• **Records provided**
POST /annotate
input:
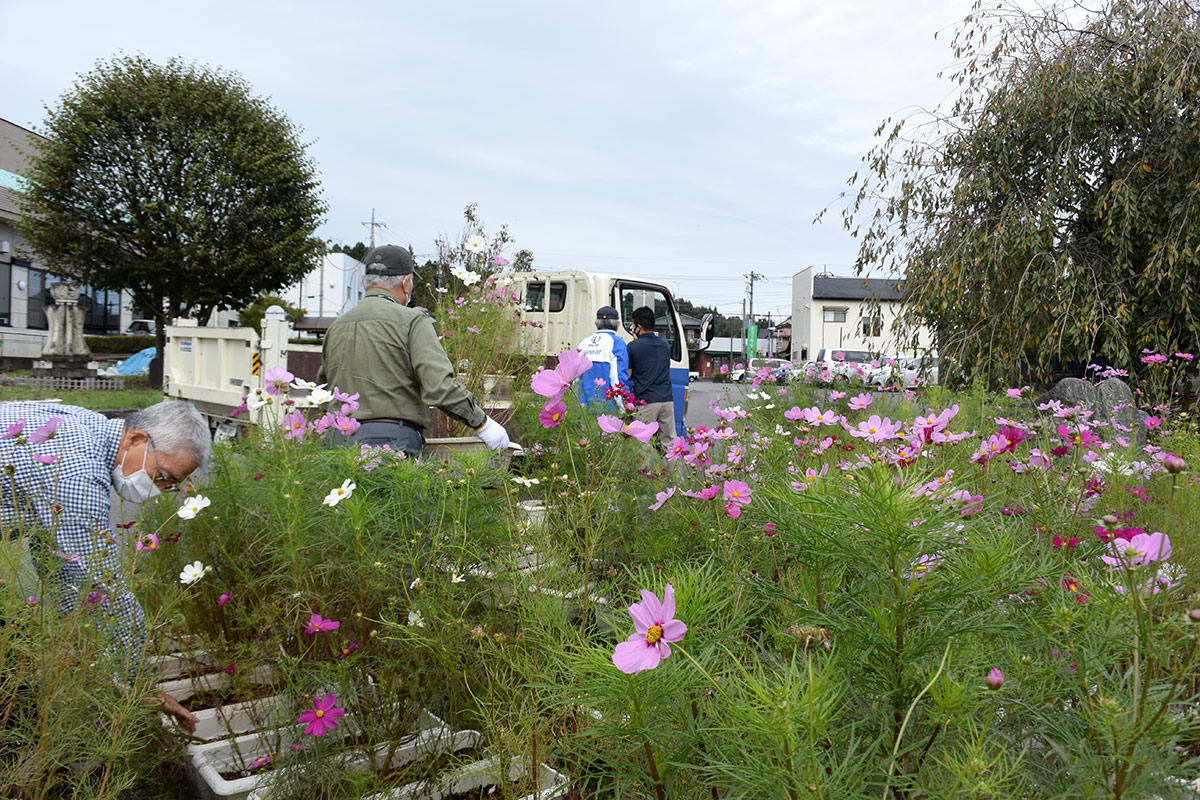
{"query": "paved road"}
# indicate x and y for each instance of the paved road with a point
(701, 392)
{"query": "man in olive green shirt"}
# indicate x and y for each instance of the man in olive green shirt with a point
(393, 358)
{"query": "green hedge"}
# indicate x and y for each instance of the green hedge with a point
(118, 344)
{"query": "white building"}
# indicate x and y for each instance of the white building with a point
(329, 290)
(833, 312)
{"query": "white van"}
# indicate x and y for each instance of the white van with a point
(561, 307)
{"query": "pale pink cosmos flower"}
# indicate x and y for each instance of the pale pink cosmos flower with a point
(47, 431)
(322, 716)
(654, 627)
(660, 498)
(317, 624)
(276, 380)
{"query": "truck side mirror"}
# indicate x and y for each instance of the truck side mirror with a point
(706, 330)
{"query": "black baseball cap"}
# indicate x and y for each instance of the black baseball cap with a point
(389, 260)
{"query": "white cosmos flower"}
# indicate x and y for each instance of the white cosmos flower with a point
(191, 573)
(192, 506)
(339, 494)
(321, 396)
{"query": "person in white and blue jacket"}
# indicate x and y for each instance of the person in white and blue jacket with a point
(609, 356)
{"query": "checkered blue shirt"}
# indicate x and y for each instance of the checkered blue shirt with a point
(63, 507)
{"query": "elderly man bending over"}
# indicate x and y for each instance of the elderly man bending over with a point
(60, 462)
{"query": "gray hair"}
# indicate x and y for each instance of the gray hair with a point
(175, 426)
(385, 281)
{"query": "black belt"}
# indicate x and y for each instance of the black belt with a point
(395, 421)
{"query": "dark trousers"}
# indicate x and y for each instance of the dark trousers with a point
(377, 432)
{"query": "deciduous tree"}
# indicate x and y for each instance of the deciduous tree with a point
(175, 182)
(1050, 212)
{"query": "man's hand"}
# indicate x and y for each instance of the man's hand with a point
(172, 707)
(493, 434)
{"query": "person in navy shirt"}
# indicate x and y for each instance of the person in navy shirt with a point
(649, 370)
(610, 360)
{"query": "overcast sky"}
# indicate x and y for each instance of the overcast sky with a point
(688, 142)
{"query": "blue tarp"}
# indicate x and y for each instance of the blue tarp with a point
(137, 364)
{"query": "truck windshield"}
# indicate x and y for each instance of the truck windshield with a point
(535, 296)
(634, 295)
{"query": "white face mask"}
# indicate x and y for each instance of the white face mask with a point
(137, 487)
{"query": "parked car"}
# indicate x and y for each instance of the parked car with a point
(906, 373)
(753, 367)
(142, 326)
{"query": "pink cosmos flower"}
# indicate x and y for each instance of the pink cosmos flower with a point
(294, 426)
(861, 401)
(317, 624)
(552, 414)
(610, 423)
(323, 423)
(555, 383)
(1141, 548)
(660, 498)
(654, 626)
(737, 492)
(276, 380)
(642, 431)
(875, 429)
(678, 447)
(47, 431)
(322, 716)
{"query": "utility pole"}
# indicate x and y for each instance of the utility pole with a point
(372, 226)
(750, 278)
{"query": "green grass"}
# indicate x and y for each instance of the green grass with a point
(136, 395)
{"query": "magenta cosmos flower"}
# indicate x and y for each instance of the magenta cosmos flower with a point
(552, 413)
(322, 716)
(555, 383)
(1141, 548)
(317, 624)
(654, 627)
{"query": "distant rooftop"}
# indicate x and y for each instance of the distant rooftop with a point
(856, 289)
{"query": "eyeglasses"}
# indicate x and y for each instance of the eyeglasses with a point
(162, 479)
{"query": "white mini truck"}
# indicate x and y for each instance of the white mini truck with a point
(561, 306)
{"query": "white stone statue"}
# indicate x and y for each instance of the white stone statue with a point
(65, 318)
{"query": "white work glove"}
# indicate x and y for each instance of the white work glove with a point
(493, 434)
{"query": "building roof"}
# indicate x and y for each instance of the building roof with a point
(856, 289)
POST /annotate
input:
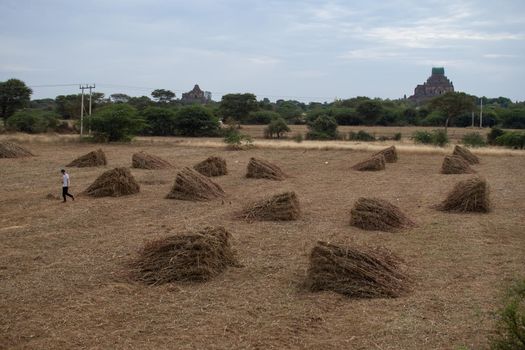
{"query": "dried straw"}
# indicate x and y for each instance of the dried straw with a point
(212, 166)
(471, 195)
(196, 256)
(356, 272)
(280, 207)
(378, 214)
(113, 183)
(193, 186)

• **Exercise objective**
When you repeat the data, keep every line exact and drop the images.

• **Answer box**
POST /annotate
input:
{"query": "paved road"}
# indicate x and y for each instance of the paved road with a point
(701, 392)
{"query": "man in olive green shirt"}
# indicate x and y for each instance of the man in olive green shirt with a point
(393, 358)
{"query": "green hedge"}
# indicate x and y for each instance of the green hedge with a point
(118, 344)
{"query": "white building"}
# indicate x and y for each instance of the white building with a point
(329, 290)
(833, 312)
{"query": "white van"}
# indicate x and y for each instance of the white van with a point
(561, 307)
{"query": "pale pink cosmos flower"}
# indicate x and y for each instance of the pale pink cosmos flower with a point
(47, 431)
(322, 716)
(654, 627)
(660, 498)
(317, 624)
(276, 380)
{"query": "truck side mirror"}
# indicate x and y for each instance of the truck side mirror with a point
(706, 330)
{"query": "black baseball cap"}
# indicate x and y for each instance of the black baseball cap with a point
(389, 260)
{"query": "white cosmos flower"}
# indicate x and y for each instance of the white cosmos flower with a point
(191, 573)
(192, 506)
(339, 494)
(321, 396)
{"query": "person in white and blue jacket"}
# indicate x and y for each instance of the person in white and blue jacket with a point
(609, 356)
{"query": "checkered blue shirt"}
# indicate x and y for each instance of the checkered blue shirt with a point
(63, 507)
{"query": "elderly man bending over"}
# indicate x and y for each instance of the elderly man bending over with a point
(60, 462)
{"query": "gray hair"}
# indicate x and y for each instance of the gray hair with a point
(175, 426)
(385, 281)
{"query": "black belt"}
# indicate x and y for each instance of the black belt with a point
(395, 421)
{"query": "dark trousers"}
# indicate x and y for each instance of the dark trousers with a point
(377, 432)
{"query": "deciduous tree"}
# indicate x and y for each instance of the deciduous tree with a point
(175, 182)
(1050, 212)
{"query": "man's hand"}
# indicate x and y for each instance of the man's hand with a point
(172, 707)
(493, 434)
{"query": "person in navy shirt"}
# indicate x and y for each instance of the person in navy shirt with a point
(649, 370)
(610, 360)
{"query": "overcast sky"}
# indicate x and y for each instance of the overcast sky with a point
(688, 142)
{"query": "blue tarp"}
# indicate x and y for each instance of the blue tarp with a point
(137, 364)
{"query": "truck windshield"}
# indicate x and y for each instance of the truck windshield with a point
(535, 296)
(634, 295)
{"query": "white face mask"}
# indicate x and y for each instance of the white face mask with a point
(137, 487)
{"query": "parked car"}
# indicate x and y for each instance of the parked car with a point
(906, 373)
(753, 367)
(142, 326)
{"query": "pink cosmos flower"}
# indicate x and y for each instance of the pink cosmos flower with a point
(294, 426)
(861, 401)
(317, 624)
(552, 414)
(610, 423)
(323, 423)
(555, 383)
(1141, 548)
(660, 498)
(654, 626)
(737, 492)
(276, 380)
(642, 431)
(875, 429)
(678, 447)
(47, 431)
(322, 716)
{"query": "utility pole"}
# indicate x and y for each instance of the utility pole with a point
(372, 226)
(750, 278)
{"query": "green grass"}
# indicate x and y for each instance of the green grass with a point
(136, 395)
{"query": "magenta cosmos flower"}
# indicate x and y for each instance of the magenta cosmos flower with a point
(552, 413)
(322, 716)
(555, 383)
(1141, 548)
(317, 624)
(654, 627)
{"query": "distant rooftop"}
# indicate x and y for each instance of the distant rooftop with a point
(856, 289)
{"query": "eyeglasses"}
# indicate x and y for each instance of the eyeglasses with a point
(162, 479)
{"query": "white mini truck"}
# indicate x and y for each instance of the white mini truck with a point
(561, 306)
{"query": "white stone statue"}
# indicate x and y for each instance of the white stone statue with a point
(65, 318)
{"query": "white work glove"}
# indicate x and y for each instance of the white work glove with a point
(493, 434)
{"query": "building roof"}
# indicate x and y for each instance of the building roof with a point
(856, 289)
POST /annotate
input:
{"query": "dried straw"}
# indicate x and y for each instance of the dried straw with a point
(212, 166)
(471, 195)
(196, 256)
(356, 272)
(280, 207)
(378, 214)
(113, 183)
(193, 186)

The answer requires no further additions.